### What you need to do
Duplicate every one of the items below line for line, omitting the pictures from your copy.

[Rows from a pointing dataset]

⟨

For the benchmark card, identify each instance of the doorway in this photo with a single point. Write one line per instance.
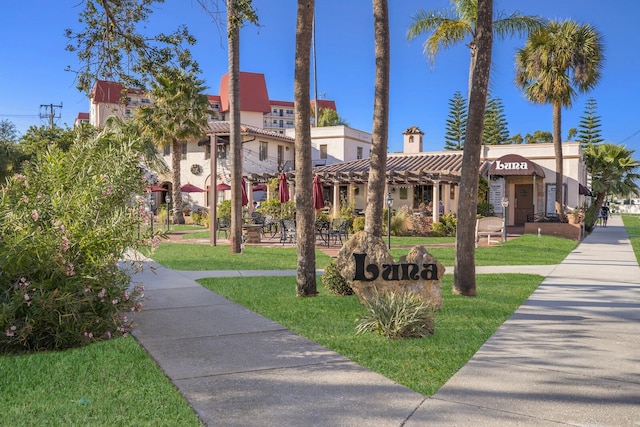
(523, 203)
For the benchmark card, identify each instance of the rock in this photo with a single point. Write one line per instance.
(365, 263)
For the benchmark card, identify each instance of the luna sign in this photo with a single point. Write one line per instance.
(511, 165)
(393, 272)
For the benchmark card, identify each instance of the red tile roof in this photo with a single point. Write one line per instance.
(253, 93)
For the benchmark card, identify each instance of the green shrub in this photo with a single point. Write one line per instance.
(447, 226)
(66, 222)
(398, 315)
(334, 282)
(358, 224)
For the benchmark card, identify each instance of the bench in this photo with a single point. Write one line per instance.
(489, 226)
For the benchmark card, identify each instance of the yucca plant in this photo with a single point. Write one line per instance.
(398, 315)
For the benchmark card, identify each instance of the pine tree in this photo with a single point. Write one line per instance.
(589, 127)
(456, 128)
(495, 123)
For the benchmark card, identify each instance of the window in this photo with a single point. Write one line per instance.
(263, 151)
(323, 151)
(280, 154)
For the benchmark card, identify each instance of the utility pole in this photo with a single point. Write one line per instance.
(48, 111)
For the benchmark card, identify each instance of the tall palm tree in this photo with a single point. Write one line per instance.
(306, 271)
(460, 24)
(380, 129)
(464, 281)
(557, 62)
(179, 113)
(613, 171)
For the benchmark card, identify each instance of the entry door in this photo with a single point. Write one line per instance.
(523, 203)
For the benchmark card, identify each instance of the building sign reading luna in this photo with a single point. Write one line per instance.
(393, 272)
(499, 165)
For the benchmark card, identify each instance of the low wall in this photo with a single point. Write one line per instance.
(569, 231)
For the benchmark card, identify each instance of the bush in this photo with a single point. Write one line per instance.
(66, 222)
(447, 226)
(334, 282)
(398, 315)
(358, 224)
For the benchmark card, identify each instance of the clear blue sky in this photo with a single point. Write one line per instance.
(34, 59)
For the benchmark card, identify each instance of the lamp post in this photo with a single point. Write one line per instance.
(167, 199)
(151, 203)
(505, 205)
(389, 201)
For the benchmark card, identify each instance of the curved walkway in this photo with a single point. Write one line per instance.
(570, 355)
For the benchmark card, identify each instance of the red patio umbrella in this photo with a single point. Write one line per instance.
(318, 197)
(283, 188)
(190, 188)
(245, 199)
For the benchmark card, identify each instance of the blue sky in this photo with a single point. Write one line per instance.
(34, 60)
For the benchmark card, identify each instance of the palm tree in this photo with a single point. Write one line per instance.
(464, 280)
(179, 113)
(613, 171)
(557, 62)
(380, 129)
(459, 24)
(305, 235)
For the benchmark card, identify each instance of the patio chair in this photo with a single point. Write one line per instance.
(288, 229)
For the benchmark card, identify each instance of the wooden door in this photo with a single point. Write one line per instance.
(523, 203)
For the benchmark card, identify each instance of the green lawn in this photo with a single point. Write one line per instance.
(110, 383)
(424, 365)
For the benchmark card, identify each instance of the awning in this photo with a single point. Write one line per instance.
(514, 164)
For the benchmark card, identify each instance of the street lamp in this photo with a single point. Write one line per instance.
(389, 201)
(505, 205)
(167, 199)
(151, 203)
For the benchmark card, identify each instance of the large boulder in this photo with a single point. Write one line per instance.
(365, 263)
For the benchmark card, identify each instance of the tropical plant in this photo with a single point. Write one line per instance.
(613, 171)
(469, 20)
(460, 24)
(557, 62)
(456, 124)
(397, 315)
(589, 127)
(380, 128)
(179, 113)
(67, 220)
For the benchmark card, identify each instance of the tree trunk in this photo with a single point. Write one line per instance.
(464, 282)
(305, 215)
(557, 145)
(235, 142)
(380, 129)
(176, 157)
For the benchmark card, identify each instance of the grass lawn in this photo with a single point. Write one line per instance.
(110, 383)
(423, 365)
(528, 249)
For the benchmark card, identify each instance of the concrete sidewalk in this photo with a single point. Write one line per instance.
(569, 356)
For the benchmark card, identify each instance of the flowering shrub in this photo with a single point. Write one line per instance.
(65, 223)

⟩

### Written response
For the benchmark card, identify each instance of the doorway in this photo with a single point. Write one line per instance.
(523, 203)
For the benchmark card, identify each instance of the rock in this photo with a single point. Write one line per instance.
(365, 263)
For the benchmark card, identify each instance of the luna sign in this photo with a single point. Write one line per instance.
(511, 165)
(393, 272)
For the benchmark card, identify each instance of the red tile roof in this photo with a single point. Write one line per instance.
(253, 93)
For the benchmark card, identify each instance of the green shrub in this photo with a single point. Write one line per instance.
(447, 226)
(66, 222)
(398, 315)
(334, 282)
(358, 224)
For the benchmark card, identify each instance of the bench in this photo with a single point. Write one line per instance.
(489, 226)
For the benchmark card, identify each instance of the yucca plant in this photo with a single point. Write one line per instance.
(398, 315)
For the benchmark card, identify each instance of the pine tree in this photo with a single point. Write one line per instance.
(589, 127)
(456, 128)
(495, 123)
For the benchmark card, identify each instance of the window in this photo with a single point. Write one line per instance.
(263, 151)
(323, 151)
(280, 154)
For the benchmark card, identify each instance of the utility pole in this photo with a single point. Write one line per instance.
(48, 111)
For the benchmark card, identify each instance of the tall palm tree in this photo with a single point. Write one line per instance.
(306, 271)
(460, 24)
(380, 129)
(464, 281)
(557, 62)
(179, 113)
(613, 171)
For the benchmark card, identify each instance of the entry door in this photo with a single point. Write one line per instance.
(523, 203)
For the benchmark card, identify each instance of the building sign reading luna in this photo with a single point. Write one line per instance.
(393, 272)
(499, 165)
For the benchmark card, identify each instance of the low wall in this photo with a single point. Write one line per instance.
(569, 231)
For the benchmark card, identify each instance of the bush in this photo with a single point. Write one line per instance.
(66, 222)
(447, 226)
(334, 282)
(398, 315)
(358, 224)
For the benchmark card, identify each instance of the clear blue sky in this photo with a single point. Write one line per instance.
(34, 59)
For the benchmark card, identify each instance of the lamp post in this photo with a single point. Write one line per instance.
(167, 199)
(151, 203)
(505, 205)
(389, 201)
For the benchmark card, identify each instance of the curved walkway in this photo with a single point. Write one line per instance.
(570, 355)
For the benchmark card, identify each instance of the red patio umbrella in this photo with a single point. Write one line per instance.
(318, 197)
(283, 188)
(190, 188)
(245, 199)
For the benchmark card, identify each instance of the blue sky in this photo with a single point. Write one line per instance.
(34, 60)
For the benchmark card, identify each instance of the palm tree in this photo with a single point. Write one line per instance.
(464, 280)
(179, 113)
(613, 171)
(557, 62)
(380, 129)
(459, 24)
(305, 235)
For the benchmark card, identify each instance of the patio chair in this photo with a single point. Write one line per instance.
(288, 229)
For the benchmark card, identify each instance of the wooden door in this photo with a single point. Write one line per instance.
(523, 203)
For the benchmark card, identify each instance of the green lawn in this photo with a single point. Write one line per instance.
(110, 383)
(424, 365)
For the benchmark card, identify each instance of the awning in this photo with a single point. Write one line per instance.
(514, 164)
For the benchmark card, identify each instance of the street lamp in this photo with a single point. Write one line per instance.
(389, 201)
(505, 205)
(167, 199)
(151, 203)
For the benchmark card, identify each instance of the large boulder in this photo with a single point. Write one line per instance.
(365, 263)
For the benchmark card, identify each instance of the tropical plant in this photo with a single point. Write one line per instance.
(613, 171)
(469, 20)
(460, 24)
(557, 62)
(456, 124)
(397, 315)
(589, 127)
(380, 128)
(179, 113)
(67, 220)
For the benchmark card, identify each instance of the tree trunk in this photo with a single point. Write one line per instance.
(464, 282)
(305, 215)
(557, 145)
(235, 142)
(380, 129)
(176, 157)
For the benchmark card, identify each instance of the grass lawn in this photo with a single point. Write one line per instance.
(110, 383)
(423, 365)
(528, 249)
For the benchmark card, identify each instance of the concrete sidewalk in this photo with a single point. Write one line per instance.
(569, 356)
For the benchmark card, identify each instance of the flowering shrub in this photo with a single point. Write one line per instance.
(65, 223)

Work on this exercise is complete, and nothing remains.